What you will do. Write out, word for word, the lines of the items below. Begin at the line that contains "Note: for this drill we locate the white smoke" and stop after the line that contains "column 424, row 399".

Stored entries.

--- START ---

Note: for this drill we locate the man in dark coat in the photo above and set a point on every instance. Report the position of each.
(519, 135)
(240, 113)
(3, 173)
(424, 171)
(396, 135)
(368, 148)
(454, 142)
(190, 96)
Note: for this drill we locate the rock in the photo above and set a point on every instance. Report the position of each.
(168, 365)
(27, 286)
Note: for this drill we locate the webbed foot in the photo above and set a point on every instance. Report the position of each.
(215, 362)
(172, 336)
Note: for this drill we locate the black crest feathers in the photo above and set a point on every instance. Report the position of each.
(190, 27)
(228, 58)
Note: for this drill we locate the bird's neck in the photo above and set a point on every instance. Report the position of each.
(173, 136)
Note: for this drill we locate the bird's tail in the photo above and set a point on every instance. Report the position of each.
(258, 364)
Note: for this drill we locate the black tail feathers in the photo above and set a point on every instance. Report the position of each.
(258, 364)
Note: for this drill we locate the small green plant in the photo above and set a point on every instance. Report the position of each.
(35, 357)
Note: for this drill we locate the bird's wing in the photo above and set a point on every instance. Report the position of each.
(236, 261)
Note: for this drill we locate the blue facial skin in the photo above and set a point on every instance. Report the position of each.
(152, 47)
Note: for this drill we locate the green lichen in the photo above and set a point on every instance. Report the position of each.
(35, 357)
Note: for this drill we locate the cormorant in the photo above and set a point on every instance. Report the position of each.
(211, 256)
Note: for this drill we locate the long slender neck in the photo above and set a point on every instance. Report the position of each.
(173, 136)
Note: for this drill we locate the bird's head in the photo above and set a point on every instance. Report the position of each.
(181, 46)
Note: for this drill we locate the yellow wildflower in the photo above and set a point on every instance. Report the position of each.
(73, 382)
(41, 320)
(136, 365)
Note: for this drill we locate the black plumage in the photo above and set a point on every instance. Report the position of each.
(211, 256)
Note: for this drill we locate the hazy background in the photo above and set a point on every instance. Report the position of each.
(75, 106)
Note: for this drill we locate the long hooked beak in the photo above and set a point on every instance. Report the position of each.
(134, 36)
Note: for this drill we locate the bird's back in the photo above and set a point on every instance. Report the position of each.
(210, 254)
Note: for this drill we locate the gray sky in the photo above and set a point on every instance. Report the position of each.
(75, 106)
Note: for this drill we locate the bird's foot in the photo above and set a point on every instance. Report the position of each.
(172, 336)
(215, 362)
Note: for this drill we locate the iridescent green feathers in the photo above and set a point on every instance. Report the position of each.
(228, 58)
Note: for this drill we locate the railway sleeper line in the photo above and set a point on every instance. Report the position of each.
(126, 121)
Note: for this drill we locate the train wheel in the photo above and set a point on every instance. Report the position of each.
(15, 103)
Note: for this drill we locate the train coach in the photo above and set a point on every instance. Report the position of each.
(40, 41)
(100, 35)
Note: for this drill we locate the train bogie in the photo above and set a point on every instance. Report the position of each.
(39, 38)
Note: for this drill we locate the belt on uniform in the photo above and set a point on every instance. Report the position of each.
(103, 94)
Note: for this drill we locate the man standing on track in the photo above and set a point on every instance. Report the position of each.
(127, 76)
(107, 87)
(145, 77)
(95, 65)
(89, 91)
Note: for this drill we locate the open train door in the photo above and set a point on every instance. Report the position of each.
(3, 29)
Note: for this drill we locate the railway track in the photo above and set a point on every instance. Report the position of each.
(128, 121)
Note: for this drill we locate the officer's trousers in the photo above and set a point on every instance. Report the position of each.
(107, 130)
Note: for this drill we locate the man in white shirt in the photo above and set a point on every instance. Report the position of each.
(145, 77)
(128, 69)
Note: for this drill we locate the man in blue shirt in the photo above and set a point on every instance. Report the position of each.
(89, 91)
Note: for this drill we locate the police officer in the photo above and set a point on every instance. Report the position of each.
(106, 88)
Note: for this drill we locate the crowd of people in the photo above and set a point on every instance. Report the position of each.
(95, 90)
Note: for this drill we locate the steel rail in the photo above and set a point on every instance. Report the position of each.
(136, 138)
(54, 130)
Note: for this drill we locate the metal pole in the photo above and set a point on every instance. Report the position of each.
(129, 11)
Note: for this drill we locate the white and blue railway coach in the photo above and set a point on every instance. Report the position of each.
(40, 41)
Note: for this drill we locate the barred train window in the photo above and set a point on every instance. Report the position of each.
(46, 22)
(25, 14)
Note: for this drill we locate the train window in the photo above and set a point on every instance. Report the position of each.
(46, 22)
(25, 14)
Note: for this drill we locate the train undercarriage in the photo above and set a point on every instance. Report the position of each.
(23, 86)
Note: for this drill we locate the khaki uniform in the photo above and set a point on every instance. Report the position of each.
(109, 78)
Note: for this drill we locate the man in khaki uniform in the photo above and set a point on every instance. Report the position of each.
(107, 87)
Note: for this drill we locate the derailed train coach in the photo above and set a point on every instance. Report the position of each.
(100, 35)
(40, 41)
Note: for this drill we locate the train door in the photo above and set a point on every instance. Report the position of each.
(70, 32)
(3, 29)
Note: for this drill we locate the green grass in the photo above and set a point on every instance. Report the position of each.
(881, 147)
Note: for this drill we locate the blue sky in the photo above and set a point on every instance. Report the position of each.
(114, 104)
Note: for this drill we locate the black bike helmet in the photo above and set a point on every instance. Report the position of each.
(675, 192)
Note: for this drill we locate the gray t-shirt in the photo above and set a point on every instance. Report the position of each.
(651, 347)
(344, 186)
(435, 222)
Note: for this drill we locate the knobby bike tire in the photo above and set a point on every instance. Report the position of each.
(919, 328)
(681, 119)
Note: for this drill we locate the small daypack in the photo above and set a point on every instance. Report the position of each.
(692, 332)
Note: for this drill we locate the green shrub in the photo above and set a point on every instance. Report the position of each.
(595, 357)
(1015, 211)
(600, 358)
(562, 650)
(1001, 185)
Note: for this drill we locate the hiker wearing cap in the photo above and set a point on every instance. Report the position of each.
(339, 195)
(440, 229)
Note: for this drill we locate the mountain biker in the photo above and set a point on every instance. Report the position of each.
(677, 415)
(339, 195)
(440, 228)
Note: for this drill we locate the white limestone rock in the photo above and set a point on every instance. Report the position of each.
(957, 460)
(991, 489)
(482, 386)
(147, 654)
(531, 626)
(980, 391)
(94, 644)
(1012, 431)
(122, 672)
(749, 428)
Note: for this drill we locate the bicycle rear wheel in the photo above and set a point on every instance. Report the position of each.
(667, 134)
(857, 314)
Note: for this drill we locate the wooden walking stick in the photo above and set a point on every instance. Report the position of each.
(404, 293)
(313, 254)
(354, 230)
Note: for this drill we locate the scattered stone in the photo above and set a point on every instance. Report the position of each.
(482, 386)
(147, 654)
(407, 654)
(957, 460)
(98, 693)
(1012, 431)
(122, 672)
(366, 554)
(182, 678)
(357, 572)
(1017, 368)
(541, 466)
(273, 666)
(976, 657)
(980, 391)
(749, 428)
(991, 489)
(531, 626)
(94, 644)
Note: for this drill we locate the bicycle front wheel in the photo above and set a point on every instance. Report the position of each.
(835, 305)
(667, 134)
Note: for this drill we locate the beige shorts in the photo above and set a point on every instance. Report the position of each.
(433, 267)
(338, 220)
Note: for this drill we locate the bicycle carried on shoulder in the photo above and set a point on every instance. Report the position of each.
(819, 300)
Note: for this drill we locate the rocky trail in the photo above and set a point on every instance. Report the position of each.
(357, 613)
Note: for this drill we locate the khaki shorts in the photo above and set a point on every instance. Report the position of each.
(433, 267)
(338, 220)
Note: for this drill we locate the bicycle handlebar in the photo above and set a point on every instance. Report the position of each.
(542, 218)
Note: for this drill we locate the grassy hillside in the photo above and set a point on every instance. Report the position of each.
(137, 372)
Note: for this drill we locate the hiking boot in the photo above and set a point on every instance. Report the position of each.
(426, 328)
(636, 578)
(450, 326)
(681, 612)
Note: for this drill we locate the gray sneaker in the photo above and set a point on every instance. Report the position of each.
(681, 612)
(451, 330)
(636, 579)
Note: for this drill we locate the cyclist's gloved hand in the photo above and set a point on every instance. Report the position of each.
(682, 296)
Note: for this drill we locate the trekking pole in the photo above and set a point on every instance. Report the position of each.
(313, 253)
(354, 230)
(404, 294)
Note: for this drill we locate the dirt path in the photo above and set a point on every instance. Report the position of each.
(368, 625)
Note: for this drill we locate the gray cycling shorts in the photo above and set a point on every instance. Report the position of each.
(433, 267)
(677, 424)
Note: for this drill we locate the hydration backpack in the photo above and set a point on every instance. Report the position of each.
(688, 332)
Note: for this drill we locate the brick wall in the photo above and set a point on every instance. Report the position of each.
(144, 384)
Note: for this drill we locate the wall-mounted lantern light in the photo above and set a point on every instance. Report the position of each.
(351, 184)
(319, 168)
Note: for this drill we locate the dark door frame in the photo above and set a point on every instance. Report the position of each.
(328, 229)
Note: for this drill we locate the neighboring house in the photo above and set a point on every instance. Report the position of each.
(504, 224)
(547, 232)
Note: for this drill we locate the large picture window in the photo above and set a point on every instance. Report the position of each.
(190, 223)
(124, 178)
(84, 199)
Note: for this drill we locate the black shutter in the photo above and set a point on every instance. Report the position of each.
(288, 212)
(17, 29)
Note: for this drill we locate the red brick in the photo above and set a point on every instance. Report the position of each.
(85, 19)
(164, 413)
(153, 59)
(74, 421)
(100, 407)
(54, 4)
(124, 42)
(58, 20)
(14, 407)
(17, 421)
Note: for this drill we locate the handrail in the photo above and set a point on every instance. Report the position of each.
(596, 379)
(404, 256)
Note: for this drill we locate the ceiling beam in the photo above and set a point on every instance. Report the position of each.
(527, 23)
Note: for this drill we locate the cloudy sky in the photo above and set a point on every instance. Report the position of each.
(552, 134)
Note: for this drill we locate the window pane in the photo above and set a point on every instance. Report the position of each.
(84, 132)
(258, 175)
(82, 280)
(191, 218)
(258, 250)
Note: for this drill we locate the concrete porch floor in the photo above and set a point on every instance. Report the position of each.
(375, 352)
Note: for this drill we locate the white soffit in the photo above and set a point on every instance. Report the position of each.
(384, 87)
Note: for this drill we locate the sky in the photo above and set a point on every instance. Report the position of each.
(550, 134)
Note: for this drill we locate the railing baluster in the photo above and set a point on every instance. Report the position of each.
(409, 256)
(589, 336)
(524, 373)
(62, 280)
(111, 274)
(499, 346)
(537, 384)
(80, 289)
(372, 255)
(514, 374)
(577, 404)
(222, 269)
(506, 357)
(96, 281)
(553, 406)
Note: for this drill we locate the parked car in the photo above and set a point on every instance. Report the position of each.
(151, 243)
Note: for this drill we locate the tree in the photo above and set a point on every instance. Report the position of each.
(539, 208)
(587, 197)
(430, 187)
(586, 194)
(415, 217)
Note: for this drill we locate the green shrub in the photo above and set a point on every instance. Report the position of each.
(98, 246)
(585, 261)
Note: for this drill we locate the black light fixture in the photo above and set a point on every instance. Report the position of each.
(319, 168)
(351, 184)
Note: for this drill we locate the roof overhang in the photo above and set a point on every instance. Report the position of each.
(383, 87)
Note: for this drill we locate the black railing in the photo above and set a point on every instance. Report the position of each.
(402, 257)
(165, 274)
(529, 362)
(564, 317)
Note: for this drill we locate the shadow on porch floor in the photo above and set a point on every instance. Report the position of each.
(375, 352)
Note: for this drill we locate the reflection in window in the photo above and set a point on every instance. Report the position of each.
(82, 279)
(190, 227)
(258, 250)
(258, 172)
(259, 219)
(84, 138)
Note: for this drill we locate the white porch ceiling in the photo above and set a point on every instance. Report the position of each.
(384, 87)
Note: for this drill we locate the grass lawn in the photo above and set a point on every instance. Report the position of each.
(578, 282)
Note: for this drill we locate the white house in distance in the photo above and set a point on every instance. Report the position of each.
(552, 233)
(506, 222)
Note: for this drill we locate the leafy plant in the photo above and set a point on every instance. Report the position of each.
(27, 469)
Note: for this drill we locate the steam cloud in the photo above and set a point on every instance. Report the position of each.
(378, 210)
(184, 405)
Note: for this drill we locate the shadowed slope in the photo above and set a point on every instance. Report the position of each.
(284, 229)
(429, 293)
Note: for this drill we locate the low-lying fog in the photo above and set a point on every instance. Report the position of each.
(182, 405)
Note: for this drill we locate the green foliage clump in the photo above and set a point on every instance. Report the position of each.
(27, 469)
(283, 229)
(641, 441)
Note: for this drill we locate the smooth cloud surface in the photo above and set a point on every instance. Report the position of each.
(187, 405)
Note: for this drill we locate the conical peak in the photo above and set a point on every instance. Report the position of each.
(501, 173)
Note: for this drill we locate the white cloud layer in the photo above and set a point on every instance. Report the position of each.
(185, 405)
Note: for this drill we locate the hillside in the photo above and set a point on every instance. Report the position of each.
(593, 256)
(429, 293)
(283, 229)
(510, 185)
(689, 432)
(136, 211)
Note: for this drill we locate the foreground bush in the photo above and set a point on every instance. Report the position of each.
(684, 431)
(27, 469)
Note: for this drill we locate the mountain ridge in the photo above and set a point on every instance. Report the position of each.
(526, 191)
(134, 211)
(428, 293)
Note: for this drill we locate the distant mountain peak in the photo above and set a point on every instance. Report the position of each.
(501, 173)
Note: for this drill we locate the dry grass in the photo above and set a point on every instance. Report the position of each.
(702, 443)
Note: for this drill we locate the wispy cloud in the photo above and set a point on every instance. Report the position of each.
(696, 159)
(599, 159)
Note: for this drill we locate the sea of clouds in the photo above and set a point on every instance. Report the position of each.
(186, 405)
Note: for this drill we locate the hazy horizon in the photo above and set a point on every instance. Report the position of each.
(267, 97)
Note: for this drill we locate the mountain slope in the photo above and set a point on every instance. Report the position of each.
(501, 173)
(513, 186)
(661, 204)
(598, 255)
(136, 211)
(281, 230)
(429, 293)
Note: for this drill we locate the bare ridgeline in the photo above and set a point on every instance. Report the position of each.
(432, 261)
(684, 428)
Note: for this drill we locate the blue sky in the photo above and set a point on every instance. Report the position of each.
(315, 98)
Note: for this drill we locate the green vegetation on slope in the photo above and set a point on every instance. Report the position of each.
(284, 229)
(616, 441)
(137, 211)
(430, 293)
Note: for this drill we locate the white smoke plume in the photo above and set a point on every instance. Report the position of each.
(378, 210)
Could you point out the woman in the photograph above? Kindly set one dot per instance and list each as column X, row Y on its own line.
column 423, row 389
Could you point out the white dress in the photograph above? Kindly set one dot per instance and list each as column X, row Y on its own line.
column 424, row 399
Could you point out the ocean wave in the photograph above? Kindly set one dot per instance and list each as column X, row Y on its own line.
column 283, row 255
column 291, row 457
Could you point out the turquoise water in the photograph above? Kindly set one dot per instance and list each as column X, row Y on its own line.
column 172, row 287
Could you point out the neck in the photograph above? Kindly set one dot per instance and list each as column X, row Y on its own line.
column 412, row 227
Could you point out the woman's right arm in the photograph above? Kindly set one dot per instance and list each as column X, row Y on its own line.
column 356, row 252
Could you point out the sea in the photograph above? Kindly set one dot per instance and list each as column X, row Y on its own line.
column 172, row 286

--- END ---

Exercise solution.
Note: for this drill we locate the white smoke plume in the photo above and set a point on every instance. Report the position of each.
(378, 210)
Could you point out the woman in the photograph above? Kindly set one dot per instance and list each as column X, row Y on its own line.
column 423, row 389
Could you point out the white dress in the photograph above? Kindly set one dot per instance and list each as column X, row Y on its own line.
column 424, row 399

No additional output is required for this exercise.